→ **Excerpted text**
********************

According to the Magistrate’s opinion, there was contradictory evidence regarding the petitioner’s pain and there was no evidence to corroborate the petitioner’s claim. During the examination by Dr. Wolff, the petitioner disclaimed any significant chest pain. At the hearing before the AU, the petitioner stated that he experiences chest pain regardless of whether he is at rest or engaging in activity. However, according to the Magistrate’s opinion, the petitioner also testified that he takes nitroglycerin which relieves the pain. Apparently, this was the only evidence of pain which was presented. It was within the AU’s province to reconcile this conflict in the evidence. Janka v. Secretary of Health, Ed. & Welfare, 589 F.2d 365, 369 (8th Cir.1978). We have no basis here to *69disturb the finding which discredited the petitioner’s subjective complaints of pain.

********************

→ **Records**
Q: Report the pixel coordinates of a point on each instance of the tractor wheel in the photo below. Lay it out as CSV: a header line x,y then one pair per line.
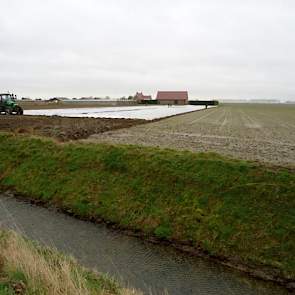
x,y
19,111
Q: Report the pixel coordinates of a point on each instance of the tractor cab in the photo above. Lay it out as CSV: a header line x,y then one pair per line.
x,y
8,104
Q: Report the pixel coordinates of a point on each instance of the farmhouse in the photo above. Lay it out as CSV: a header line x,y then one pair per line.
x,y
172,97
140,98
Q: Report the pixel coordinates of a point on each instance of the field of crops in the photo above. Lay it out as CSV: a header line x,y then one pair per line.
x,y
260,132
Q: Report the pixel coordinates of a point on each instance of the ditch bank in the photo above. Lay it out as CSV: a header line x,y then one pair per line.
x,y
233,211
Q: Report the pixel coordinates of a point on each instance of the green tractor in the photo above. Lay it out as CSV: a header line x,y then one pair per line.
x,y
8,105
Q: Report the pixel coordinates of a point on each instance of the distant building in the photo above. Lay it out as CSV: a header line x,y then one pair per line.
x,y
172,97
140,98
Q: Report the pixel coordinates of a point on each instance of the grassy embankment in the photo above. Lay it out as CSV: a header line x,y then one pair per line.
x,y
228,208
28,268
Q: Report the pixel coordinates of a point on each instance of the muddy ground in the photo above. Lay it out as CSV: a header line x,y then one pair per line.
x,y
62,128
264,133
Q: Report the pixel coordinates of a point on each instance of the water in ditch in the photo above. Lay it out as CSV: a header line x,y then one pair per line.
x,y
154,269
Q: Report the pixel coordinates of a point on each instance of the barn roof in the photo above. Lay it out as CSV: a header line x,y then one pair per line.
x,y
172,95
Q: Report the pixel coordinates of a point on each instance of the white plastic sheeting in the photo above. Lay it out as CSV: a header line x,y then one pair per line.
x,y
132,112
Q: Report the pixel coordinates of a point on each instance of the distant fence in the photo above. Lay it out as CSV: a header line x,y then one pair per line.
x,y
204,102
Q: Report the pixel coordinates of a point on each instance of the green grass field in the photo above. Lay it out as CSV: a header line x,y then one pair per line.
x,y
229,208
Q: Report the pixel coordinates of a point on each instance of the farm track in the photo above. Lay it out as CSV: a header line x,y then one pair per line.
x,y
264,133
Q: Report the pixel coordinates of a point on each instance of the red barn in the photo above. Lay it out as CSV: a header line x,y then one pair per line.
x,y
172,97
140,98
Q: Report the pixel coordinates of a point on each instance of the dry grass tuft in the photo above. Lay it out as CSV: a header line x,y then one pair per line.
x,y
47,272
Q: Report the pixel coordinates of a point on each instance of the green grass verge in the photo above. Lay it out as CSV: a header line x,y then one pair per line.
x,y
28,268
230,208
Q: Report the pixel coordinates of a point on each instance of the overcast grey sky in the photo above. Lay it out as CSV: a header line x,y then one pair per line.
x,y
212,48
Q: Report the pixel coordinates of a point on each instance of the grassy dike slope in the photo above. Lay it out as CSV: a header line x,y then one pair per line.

********************

→ **Parts of the exercise**
1. In the excerpted opinion on the petitioner's pain, why does the court decline to disturb the finding that discredited his complaints? Answer in one to three sentences.
2. Rewrite the excerpted opinion on the petitioner's pain from "According to the Magistrate’s opinion, there" to "complaints of pain.", with "petitioner" changed to "claimant".
3. Write the next part of the excerpted opinion on the petitioner's pain, picking up after its final sentence.

→ **Responses per task**
1. The evidence about his pain was contradictory and uncorroborated. He told Dr. Wolff he had no significant chest pain, but at the hearing he said he had chest pain at rest or during activity, and he also testified that nitroglycerin relieves it. Reconciling that conflict was within the AU's province, so the court found no basis to disturb the finding.

2.
According to the Magistrate’s opinion, there was contradictory evidence regarding the claimant’s pain and there was no evidence to corroborate the claimant’s claim. During the examination by Dr. Wolff, the claimant disclaimed any significant chest pain. At the hearing before the AU, the claimant stated that he experiences chest pain regardless of whether he is at rest or engaging in activity. However, according to the Magistrate’s opinion, the claimant also testified that he takes nitroglycerin which relieves the pain. Apparently, this was the only evidence of pain which was presented. It was within the AU’s province to reconcile this conflict in the evidence. Janka v. Secretary of Health, Ed. & Welfare, 589 F.2d 365, 369 (8th Cir.1978). We have no basis here to *69disturb the finding which discredited the claimant’s subjective complaints of pain.

3.
However, we cannot reach the same conclusion regarding the petitioner’s claim of psychiatric problems. This court has held repeatedly that where a claimant suffers from a nonexertional impairment the Guidelines are not applicable. Nelson, 712 F.2d at 348; Simonson, 699 F.2d at 430; McDonald, 698 F.2d at 364-65; Tucker v. Schweiker, 689 F.2d 777, 780 (8th Cir.1982); McCoy, 683 F.2d at 1148; see Heaney, Why the High Rate of Reversals in Social Security Disability Cases, 7 Hamline L.Rev. 1, 13-14 (1984). Rather, the Secretary is obligated to produce vocational expert testimony concerning whether there are jobs available which a person with the claimant’s particular characteristics can perform. Nelson, 712 F.2d at 348.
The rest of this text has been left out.